Reproduce the listing below without any change.

## BEGIN TASK INPUTS

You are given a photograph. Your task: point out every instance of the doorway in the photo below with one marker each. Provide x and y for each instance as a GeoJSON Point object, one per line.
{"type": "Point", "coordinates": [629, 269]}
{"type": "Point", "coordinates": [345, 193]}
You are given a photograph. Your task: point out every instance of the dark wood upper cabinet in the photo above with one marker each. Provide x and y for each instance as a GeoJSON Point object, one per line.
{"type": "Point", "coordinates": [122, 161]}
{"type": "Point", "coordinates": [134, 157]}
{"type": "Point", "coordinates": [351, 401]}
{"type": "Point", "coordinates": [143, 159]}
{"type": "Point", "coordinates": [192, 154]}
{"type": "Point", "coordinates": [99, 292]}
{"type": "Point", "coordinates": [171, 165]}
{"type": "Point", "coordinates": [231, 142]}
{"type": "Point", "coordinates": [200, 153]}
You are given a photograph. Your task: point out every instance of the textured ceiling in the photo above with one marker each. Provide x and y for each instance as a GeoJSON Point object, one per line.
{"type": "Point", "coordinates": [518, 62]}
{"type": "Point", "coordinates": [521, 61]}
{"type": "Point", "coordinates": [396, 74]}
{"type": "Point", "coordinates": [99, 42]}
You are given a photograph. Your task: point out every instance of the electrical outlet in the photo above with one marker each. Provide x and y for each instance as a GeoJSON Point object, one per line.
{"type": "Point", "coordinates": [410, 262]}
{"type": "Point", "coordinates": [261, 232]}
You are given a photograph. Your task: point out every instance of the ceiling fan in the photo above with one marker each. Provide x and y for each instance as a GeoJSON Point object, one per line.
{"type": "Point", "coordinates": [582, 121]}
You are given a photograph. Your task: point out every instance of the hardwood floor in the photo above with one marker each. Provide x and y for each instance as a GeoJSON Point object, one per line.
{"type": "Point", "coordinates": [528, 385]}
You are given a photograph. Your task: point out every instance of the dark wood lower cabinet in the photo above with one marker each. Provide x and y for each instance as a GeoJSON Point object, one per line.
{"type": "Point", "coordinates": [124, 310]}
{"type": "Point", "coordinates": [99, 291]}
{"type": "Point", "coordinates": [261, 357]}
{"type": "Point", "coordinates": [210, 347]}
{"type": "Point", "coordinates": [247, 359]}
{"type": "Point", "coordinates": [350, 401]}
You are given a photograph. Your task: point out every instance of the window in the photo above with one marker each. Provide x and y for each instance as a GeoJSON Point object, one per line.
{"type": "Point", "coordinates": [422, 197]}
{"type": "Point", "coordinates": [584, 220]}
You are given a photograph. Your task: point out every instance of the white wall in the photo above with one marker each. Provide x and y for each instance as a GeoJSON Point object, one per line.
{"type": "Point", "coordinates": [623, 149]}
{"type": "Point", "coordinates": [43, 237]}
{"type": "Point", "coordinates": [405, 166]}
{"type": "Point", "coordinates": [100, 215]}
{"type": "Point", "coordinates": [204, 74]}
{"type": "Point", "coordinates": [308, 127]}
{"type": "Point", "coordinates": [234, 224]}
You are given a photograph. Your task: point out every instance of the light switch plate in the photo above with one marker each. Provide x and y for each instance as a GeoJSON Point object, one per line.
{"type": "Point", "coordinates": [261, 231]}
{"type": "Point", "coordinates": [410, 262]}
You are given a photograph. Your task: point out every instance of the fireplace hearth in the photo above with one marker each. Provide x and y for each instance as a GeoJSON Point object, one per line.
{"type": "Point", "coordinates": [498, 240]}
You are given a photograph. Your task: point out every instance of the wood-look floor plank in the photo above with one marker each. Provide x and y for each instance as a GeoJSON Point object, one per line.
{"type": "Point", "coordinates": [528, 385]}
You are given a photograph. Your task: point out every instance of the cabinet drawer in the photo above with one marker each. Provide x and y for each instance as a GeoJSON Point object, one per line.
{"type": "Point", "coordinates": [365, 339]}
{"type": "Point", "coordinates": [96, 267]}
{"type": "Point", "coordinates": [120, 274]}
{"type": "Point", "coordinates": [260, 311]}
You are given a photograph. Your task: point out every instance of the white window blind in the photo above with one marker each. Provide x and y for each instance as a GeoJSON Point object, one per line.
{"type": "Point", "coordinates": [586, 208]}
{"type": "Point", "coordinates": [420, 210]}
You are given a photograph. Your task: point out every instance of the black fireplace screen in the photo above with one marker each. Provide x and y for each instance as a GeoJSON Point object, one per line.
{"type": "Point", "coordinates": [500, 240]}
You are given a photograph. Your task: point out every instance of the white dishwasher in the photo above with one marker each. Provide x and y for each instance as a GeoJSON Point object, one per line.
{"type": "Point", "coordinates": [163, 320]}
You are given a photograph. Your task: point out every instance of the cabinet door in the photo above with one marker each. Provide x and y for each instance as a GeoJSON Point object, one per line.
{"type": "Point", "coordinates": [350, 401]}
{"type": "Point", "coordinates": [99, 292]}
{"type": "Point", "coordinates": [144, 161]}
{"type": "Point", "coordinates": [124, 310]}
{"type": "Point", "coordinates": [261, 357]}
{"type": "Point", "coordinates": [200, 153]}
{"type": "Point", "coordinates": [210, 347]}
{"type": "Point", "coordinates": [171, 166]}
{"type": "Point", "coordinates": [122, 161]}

## END TASK INPUTS

= OUTPUT OF THE TASK =
You are given a photograph. Your task: point out every instance of the doorway in the photo below with one marker each. Provide x and y for each instance as a GeoJSON Point object, one per line.
{"type": "Point", "coordinates": [629, 269]}
{"type": "Point", "coordinates": [345, 193]}
You are given a photograph. Your task: point out every instance of the dark wood upper cabinet in the photo above with one marker each. Provide x and y for each instance as a GeoJSON Point object, one per line.
{"type": "Point", "coordinates": [122, 161]}
{"type": "Point", "coordinates": [134, 157]}
{"type": "Point", "coordinates": [351, 401]}
{"type": "Point", "coordinates": [143, 159]}
{"type": "Point", "coordinates": [192, 154]}
{"type": "Point", "coordinates": [99, 292]}
{"type": "Point", "coordinates": [171, 165]}
{"type": "Point", "coordinates": [231, 142]}
{"type": "Point", "coordinates": [200, 153]}
You are given a photograph. Your task: point out every instance of the textured ceiling in the photo above with one marker each. Provide x and y for each instance as a GeoJSON Point object, one per line.
{"type": "Point", "coordinates": [518, 62]}
{"type": "Point", "coordinates": [521, 61]}
{"type": "Point", "coordinates": [396, 74]}
{"type": "Point", "coordinates": [99, 42]}
You are given a photograph. Your task: point out every instance of the electrical outlet in the photo above with one marker each. Provide x and y for each instance as a GeoJSON Point object, one per line.
{"type": "Point", "coordinates": [410, 262]}
{"type": "Point", "coordinates": [261, 232]}
You are given a photograph. Your task: point out every instance of the ceiling fan in the photo above with one marker each. Provide x and y for each instance as a GeoJSON Point object, one per line.
{"type": "Point", "coordinates": [582, 121]}
You are given a photograph. Your task: point out every instance of the hardwood floor in the photo above with one marker each. Provide x and y for each instance as a GeoJSON Point object, one per line.
{"type": "Point", "coordinates": [528, 385]}
You are given a photograph. Your task: point out every instance of the dark wood lower cabinet in the photo above with one marker each. Provide x and y for each instance as a GeoJSON Point object, one per line.
{"type": "Point", "coordinates": [124, 310]}
{"type": "Point", "coordinates": [99, 291]}
{"type": "Point", "coordinates": [261, 357]}
{"type": "Point", "coordinates": [210, 347]}
{"type": "Point", "coordinates": [247, 359]}
{"type": "Point", "coordinates": [350, 401]}
You are given a photograph. Your task: point out every instance of the window in the photo above with one marker each. Provide x and y for each instance as a GeoJSON Point object, one per line.
{"type": "Point", "coordinates": [422, 197]}
{"type": "Point", "coordinates": [584, 220]}
You are given a photograph. Your task: point out every instance of the white wall in the photo above with one marker each. Provide x and y for each instance as a GeoJSON Point object, one per line.
{"type": "Point", "coordinates": [623, 149]}
{"type": "Point", "coordinates": [43, 237]}
{"type": "Point", "coordinates": [405, 166]}
{"type": "Point", "coordinates": [100, 215]}
{"type": "Point", "coordinates": [204, 74]}
{"type": "Point", "coordinates": [308, 127]}
{"type": "Point", "coordinates": [234, 224]}
You are given a photograph. Your task: point out every instance of the light switch plate in the photo above with one marker each. Provide x and y for each instance as a GeoJSON Point object, one per line.
{"type": "Point", "coordinates": [261, 231]}
{"type": "Point", "coordinates": [410, 262]}
You are given a photograph. Your task: point out every instance of the fireplace hearth in the photo above with one marker each. Provide x and y for each instance as a GeoJSON Point object, one per line.
{"type": "Point", "coordinates": [498, 240]}
You are given a photograph. Your task: point out every instance of the wood-look floor plank in the photo above with one marker each. Provide x and y for each instance as a GeoJSON Point object, one per line.
{"type": "Point", "coordinates": [528, 385]}
You are given a photograph. Your task: point out every instance of the cabinet drawer in the photo above with one marker each. Provide x and y for each instance as a GeoJSON Point object, one per line.
{"type": "Point", "coordinates": [365, 339]}
{"type": "Point", "coordinates": [96, 267]}
{"type": "Point", "coordinates": [120, 274]}
{"type": "Point", "coordinates": [260, 311]}
You are given a photograph. Your task: point out every instance of the white window blind in the photo above with one marker each. Provide x and y for each instance as a GeoJSON Point object, one per line.
{"type": "Point", "coordinates": [586, 208]}
{"type": "Point", "coordinates": [420, 210]}
You are given a photograph. Your task: point out every instance of the black fireplace screen in the photo above with one marker each. Provide x and y for each instance as a GeoJSON Point object, one per line.
{"type": "Point", "coordinates": [500, 240]}
You are given a photograph. Your task: point out every instance of the white dishwasher in the photo above with one marker each. Provide x and y for each instance as a GeoJSON Point object, one per line.
{"type": "Point", "coordinates": [163, 320]}
You are given a photograph. Your task: point out every instance of the cabinet door in the photo above with one marker each. Provide x and y for each instance as a GeoJSON Point object, one per line.
{"type": "Point", "coordinates": [350, 401]}
{"type": "Point", "coordinates": [99, 292]}
{"type": "Point", "coordinates": [144, 161]}
{"type": "Point", "coordinates": [124, 310]}
{"type": "Point", "coordinates": [261, 357]}
{"type": "Point", "coordinates": [200, 153]}
{"type": "Point", "coordinates": [210, 347]}
{"type": "Point", "coordinates": [171, 166]}
{"type": "Point", "coordinates": [122, 161]}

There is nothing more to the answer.